= Work order =
Answer these from the hematite nanoparticle abstract below:
(a) Which two surfactants had their concentrations adjusted?
(b) What coercivity did the plate-like hematite nanoparticles show?
(c) What transverse relaxivity rate (r₂) was reported for the irregular hematite nanoparticles?

Solvothermal synthesis of hematite (α-Fe2O3) nanoparticles: Influence of surfactants on morphology, magnetic anisotropy, MRI relaxivity and biocompatibility

Abstract

Recent advancements in synthesis of hematite (α-Fe₂O₃) nanocrystals have enabled precise control of particle size and shape, thereby enhancing their use in catalysis, photonics, magnetic devices, electronics, medical diagnostics, magneto-mechanical actuators, solar cells and sensors. This study emphasizes the role of surfactants in the solvothermal synthesis of α-Fe₂O₃ nanoparticles, uncovering a novel connection between particle morphology and functional properties. By precisely adjusting surfactant concentrations (sodium hydroxide and acetic acid), the hematite particle morphology transitions from irregular shapes to uniform, plate-like structures. This transformation significantly enhances magnetic anisotropy, resulting in high coercivity (H_C = 1725 Oe, above the Morin transition T_M = 263 K) in the plate-like hematite nanoparticles, whereas irregularly shaped hematite nanoparticles exhibit coercivities of 235 Oe and 256 Oe (above the Morin transition T_M = 251 and T_M = 239 K, respectively). Furthermore, the study establishes a clear relationship between hematite nanoparticle shape and MRI relaxivity. The MRI results indicated that hematite nanoplates had superior transverse relaxivity rates (r₂ = 8.68 mM⁻¹ s⁻¹) compared to the irregular hematite nanoparticles (r₂ = 5.28 mM⁻¹ s⁻¹). Conversely, the irregular hematite nanoparticles displayed better longitudinal relaxivity (r₁ = 0.304 mM⁻¹ s⁻¹) than the hematite nanoplates (r₁ = 0.041 mM⁻¹ s⁻¹). Furthermore, the hematite nanoparticles demonstrated low cytotoxicity, indicating they are safe for cells. These findings suggest that controlling iron oxide nanoparticle morphology is crucial for enhancing their applications in magnetic materials and in biomedicine.

= Extracted data =
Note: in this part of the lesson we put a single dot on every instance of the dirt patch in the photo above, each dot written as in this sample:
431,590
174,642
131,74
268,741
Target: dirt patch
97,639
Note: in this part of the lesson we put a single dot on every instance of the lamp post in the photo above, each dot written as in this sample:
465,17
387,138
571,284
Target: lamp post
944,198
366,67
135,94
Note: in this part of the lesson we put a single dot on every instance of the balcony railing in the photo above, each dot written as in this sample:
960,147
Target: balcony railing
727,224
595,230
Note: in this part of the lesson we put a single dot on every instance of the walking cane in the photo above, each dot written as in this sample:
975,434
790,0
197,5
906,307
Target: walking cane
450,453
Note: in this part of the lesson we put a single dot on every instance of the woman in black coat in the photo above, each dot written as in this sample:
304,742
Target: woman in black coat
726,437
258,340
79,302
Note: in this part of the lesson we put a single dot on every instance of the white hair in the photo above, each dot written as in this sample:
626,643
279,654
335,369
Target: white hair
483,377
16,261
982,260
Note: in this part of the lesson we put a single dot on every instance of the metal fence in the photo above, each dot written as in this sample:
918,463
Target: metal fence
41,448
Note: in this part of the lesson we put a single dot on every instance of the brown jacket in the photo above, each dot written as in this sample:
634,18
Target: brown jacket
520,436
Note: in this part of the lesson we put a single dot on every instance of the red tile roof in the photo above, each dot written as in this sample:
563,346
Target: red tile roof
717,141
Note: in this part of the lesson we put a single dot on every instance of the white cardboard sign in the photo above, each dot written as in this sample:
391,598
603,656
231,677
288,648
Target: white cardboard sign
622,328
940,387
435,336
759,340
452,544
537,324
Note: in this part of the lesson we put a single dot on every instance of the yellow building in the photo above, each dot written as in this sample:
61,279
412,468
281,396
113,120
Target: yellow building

= Answer space =
(a) Sodium hydroxide and acetic acid
(b) 1725 Oe
(c) 5.28 mM⁻¹ s⁻¹